Short problem:
Retype everything in the listing, leaving each line exactly as it is.

══ Dataset content

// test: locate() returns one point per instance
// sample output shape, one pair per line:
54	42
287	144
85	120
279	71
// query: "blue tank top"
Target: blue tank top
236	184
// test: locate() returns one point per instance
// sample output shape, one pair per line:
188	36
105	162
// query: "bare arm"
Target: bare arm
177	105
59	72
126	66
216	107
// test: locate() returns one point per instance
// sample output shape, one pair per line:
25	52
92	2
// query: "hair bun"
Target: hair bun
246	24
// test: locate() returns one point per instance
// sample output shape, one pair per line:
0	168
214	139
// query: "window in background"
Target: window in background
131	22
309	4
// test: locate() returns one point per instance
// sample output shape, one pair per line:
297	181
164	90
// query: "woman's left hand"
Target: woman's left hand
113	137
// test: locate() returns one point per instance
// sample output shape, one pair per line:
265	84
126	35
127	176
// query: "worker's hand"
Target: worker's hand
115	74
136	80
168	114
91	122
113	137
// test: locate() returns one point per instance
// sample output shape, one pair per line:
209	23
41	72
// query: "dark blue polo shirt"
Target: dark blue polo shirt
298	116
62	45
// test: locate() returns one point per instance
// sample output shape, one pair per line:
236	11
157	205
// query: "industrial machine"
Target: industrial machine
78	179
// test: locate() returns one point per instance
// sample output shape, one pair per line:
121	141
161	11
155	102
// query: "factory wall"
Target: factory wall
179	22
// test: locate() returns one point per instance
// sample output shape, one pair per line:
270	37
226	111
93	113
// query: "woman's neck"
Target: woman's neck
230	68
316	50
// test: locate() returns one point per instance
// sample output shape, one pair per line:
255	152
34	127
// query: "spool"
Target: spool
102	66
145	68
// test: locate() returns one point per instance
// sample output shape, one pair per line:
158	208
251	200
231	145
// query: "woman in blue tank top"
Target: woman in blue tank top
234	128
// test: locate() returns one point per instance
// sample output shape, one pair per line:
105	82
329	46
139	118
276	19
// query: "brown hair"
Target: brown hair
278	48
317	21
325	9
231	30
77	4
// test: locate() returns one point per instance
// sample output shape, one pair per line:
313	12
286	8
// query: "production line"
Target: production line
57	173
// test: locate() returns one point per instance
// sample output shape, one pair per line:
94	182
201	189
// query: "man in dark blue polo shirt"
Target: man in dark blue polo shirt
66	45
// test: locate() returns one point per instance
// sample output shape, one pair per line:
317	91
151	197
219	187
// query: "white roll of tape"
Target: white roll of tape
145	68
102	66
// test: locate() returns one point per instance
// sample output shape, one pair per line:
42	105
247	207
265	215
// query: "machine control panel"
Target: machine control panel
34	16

════

Complete answer:
// test: locate() returns one point per instance
// sample output shape, one pair per line:
54	42
287	144
85	120
279	71
// query: "blue tank top"
Target: blue tank top
236	184
// test: locate() returns one point per instance
// sample output shape, one pair per line:
188	36
105	162
// query: "bare arm"
Target: bare arm
177	105
59	72
126	66
216	107
// test: locate() returns one point per instance
// sample output shape, one pair per line:
25	52
92	2
// query: "hair bun"
Target: hair bun
246	24
// test: locate() returns one point per instance
// sample output shape, one pair per line:
0	168
214	139
// query: "window in background"
Target: window in background
131	22
309	4
// test: locate() returns one point per instance
// sample output shape, one pair per line:
297	181
164	90
// query: "woman's left hand"
Target: woman's left hand
113	137
// test: locate() returns one point per instance
// sample output shape, one pair per line:
265	84
126	35
127	176
// query: "worker's hand"
Target: worker's hand
115	74
136	80
168	114
91	122
113	137
// test: locate() returns one point per instance
// sample output shape, one pair per line:
209	23
41	72
// query: "dark blue polo shirt"
Target: dark blue polo shirt
298	116
62	45
// test: locate() returns one point per instance
// sample output shape, one pair per line:
236	11
157	205
// query: "industrial machine"
Target: industrial machine
78	179
// test: locate() returns one point per instance
// sample output shape, one pair per line:
121	141
161	11
155	102
// query: "factory wall"
Target: factory wall
179	22
// test: locate() returns one point per instance
// sample output shape, one pair per line:
270	37
226	111
93	113
// query: "woman's neck"
Target: woman's neck
230	68
316	50
// test: locate() returns one point per instance
// sample output shape, one pair per line:
255	152
34	127
// query: "spool"
Target: spool
102	66
145	68
// test: locate() returns one point per instance
// sample output shape, one pair per line:
158	208
251	200
231	145
// query: "woman in blue tank top"
Target: woman in blue tank top
234	128
// test: locate() returns one point per instance
// sample output shape, one pair per line:
105	82
329	46
139	118
276	19
// query: "brown hair"
Target: brown hair
278	48
317	21
325	9
231	30
77	4
// test: locate() returns one point per instance
// sample output shape, one pair per line:
313	12
286	8
// query: "production line"
Target: production line
57	173
// test: locate() returns one point per instance
// sample output shape, one pair per line:
94	182
201	189
// query: "man in dark blue polo shirt"
Target: man in dark blue polo shirt
66	45
// test: locate() returns one point per instance
// sample output shape, one pair per line:
317	91
151	197
219	187
// query: "white roll of tape"
Target: white roll of tape
145	68
102	66
// test: locate() returns one point per instance
// sample output shape, one pair per line:
42	105
247	207
265	215
// query: "machine control panel"
Target: machine control panel
34	16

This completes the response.